BRIEF => Count the lines in the listing below that contain the string "dish", treating uppercase and lowercase as different. Reply with the number alone.

INPUT FOR THIS TASK =>
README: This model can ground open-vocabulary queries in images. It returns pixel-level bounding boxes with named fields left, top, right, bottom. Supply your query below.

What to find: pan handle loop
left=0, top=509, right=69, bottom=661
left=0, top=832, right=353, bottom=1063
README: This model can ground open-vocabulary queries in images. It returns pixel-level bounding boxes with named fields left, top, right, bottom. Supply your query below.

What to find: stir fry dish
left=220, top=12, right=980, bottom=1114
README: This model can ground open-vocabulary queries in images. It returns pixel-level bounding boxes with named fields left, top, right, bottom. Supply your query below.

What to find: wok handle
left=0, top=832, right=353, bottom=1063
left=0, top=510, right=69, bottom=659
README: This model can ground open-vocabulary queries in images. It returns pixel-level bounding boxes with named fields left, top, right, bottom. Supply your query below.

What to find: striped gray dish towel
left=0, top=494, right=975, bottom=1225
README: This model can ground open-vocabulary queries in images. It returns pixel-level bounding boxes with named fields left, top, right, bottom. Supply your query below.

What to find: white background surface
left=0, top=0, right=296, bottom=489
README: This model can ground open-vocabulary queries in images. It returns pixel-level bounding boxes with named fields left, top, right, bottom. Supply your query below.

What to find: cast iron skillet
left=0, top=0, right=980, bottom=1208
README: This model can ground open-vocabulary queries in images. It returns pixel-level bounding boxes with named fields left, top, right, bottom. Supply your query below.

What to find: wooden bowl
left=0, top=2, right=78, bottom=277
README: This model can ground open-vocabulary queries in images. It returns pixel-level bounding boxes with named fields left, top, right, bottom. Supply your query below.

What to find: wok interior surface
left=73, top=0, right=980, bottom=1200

==

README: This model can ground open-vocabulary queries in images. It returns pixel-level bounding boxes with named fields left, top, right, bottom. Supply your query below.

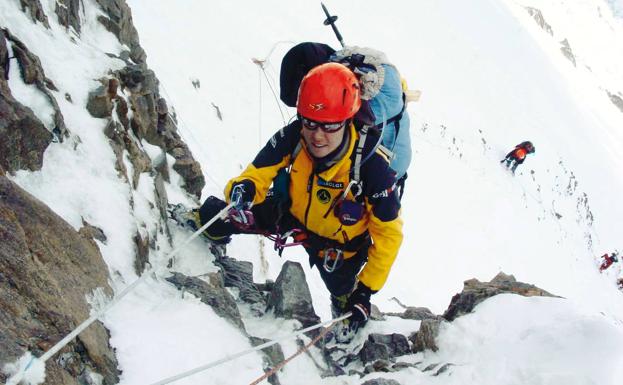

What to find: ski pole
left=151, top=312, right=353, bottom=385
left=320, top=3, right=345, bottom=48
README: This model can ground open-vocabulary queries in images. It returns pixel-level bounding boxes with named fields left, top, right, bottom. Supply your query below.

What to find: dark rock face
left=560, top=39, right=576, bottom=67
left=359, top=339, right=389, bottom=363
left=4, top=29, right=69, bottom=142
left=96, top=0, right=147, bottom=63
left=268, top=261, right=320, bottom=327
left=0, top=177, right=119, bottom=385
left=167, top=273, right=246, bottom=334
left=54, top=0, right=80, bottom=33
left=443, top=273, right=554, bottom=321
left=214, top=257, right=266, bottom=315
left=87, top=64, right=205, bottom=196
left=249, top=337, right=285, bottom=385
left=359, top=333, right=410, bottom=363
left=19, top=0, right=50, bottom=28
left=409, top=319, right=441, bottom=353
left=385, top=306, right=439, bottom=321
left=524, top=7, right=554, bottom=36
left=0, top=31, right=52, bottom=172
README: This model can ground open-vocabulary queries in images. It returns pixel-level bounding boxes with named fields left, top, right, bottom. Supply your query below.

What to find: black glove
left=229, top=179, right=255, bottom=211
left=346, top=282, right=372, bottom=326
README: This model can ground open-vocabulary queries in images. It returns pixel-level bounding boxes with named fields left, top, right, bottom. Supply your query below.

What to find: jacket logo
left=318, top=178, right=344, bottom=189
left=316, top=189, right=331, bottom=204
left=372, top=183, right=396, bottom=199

TASK OUTPUT => 2